Page excerpt.
(begin)
Conversation in Sicily
- 1942 Italian edition
- Author: Elio Vittorini
- Original title: Conversazione in Sicilia
- Translator: Alane Salierno Mason
- Language: English
- Genre: Fiction
- Publisher: Bompiani (1942)
- Publication date: 1941 (Italian) 1948 (English)
- Publication place: Italy
- Media type: Print (Hardback & Paperback)
- ISBN: 1-84195-450-0
- OCLC: 56645056

= Conversations in Sicily =

Novel by Elio Vittorini

Conversazione in Sicilia (/it/) is a novel by the Italian author Elio Vittorini. It originally appeared in serial form in the literary magazine Letteratura in 1938–1939, and was first published in book form under the title Nome e Lagrime in 1941. The story concerns Silvestro Ferrauto and his return to Sicily after a long absence. Major themes of the work are detachment, poverty, exploitation and marital fidelity and respect.

Conversazione in Sicilia literally translates to English as Conversation in Sicily; English translations have appeared under that title and a variety of other titles, including In Sicily and Conversations in Sicily. The first US edition contains a foreword by Ernest Hemingway, reprinted in several later editions.

==Plot summary==
Silvestro Ferrauto, a Sicilian typesetter living in Milan, is overcome by inexplicable feelings of despair. Prompted by a letter revealing his father's abandonment of his mother, Ferrauto decides impulsively to return to Sicily, a place he left at the age of 15. His journey unfolds almost without conscious choice, leading him into conversations with various Sicilians along the way. Through these encounters and his reunion with his homeland, Ferrauto gains a new perspective on his mother, finding solace from his despair. In a moment of intoxication, he appears to converse with his deceased brother or a vision of him at the age he was in life. The novel concludes with a poignant scene where Ferrauto's father weeps in the kitchen, while his mother tenderly tends to him by washing his feet.
(end)
Provided material.
(begin)
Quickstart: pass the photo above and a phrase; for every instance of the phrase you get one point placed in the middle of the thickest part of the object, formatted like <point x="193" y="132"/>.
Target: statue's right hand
(end)
Problems and tasks.
1. Answer these questions from the page on Conversation in Sicily:
(a) Who is listed as the translator?
(b) In which literary magazine did the novel first appear in serial form?
(c) At what age did Silvestro Ferrauto leave Sicily?
2. Retype the part of the page on Conversation in Sicily starting with "- ISBN: 1-84195-450-0" and going on through "several later editions.", changing nothing.
The lines aren't needed for any of this work.

Task answers.
1.
(a) Alane Salierno Mason
(b) Letteratura
(c) 15

2.
- ISBN: 1-84195-450-0
- OCLC: 56645056

= Conversations in Sicily =

Novel by Elio Vittorini

Conversazione in Sicilia (/it/) is a novel by the Italian author Elio Vittorini. It originally appeared in serial form in the literary magazine Letteratura in 1938–1939, and was first published in book form under the title Nome e Lagrime in 1941. The story concerns Silvestro Ferrauto and his return to Sicily after a long absence. Major themes of the work are detachment, poverty, exploitation and marital fidelity and respect.

Conversazione in Sicilia literally translates to English as Conversation in Sicily; English translations have appeared under that title and a variety of other titles, including In Sicily and Conversations in Sicily. The first US edition contains a foreword by Ernest Hemingway, reprinted in several later editions.